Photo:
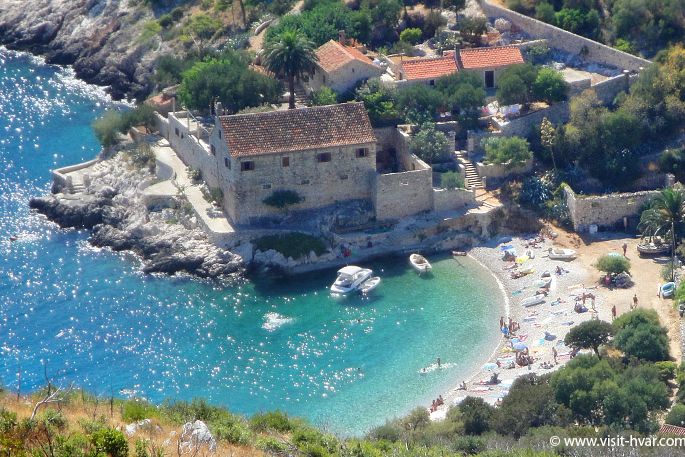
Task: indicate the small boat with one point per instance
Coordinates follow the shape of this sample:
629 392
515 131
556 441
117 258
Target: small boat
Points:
561 254
532 301
420 263
350 278
653 249
370 284
667 290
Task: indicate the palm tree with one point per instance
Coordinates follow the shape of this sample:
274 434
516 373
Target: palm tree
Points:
666 214
290 55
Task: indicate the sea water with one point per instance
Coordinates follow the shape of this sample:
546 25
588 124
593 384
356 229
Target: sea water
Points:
88 316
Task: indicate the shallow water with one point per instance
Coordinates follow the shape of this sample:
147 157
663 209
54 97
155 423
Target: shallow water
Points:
346 364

WHAT YOU ARE ASKED TO DO. Wherever an image appears, omit it; copy the rest of the records exactly.

YOUR SOLUTION.
Photo:
Task: indicate the small boat with one point per instance
Coordinates follow the shape of this sample:
629 392
515 131
556 441
117 258
Target: small boat
Points:
561 254
532 301
420 263
350 278
653 249
370 284
667 290
Task: indicate the palm tree with one point per instance
Coordinates follow the shape of this sample:
274 434
516 373
Target: palm tree
Points:
666 214
290 55
Task: indicate the sea water with one point per instance
Coordinates follow the shape of this sample:
546 25
588 124
593 384
356 229
Target: sea water
Points:
88 316
Task: indicate the shallow water with one point per instance
Coordinates follow the shape of this sample:
147 157
663 209
54 97
155 423
Target: shallow water
Points:
346 364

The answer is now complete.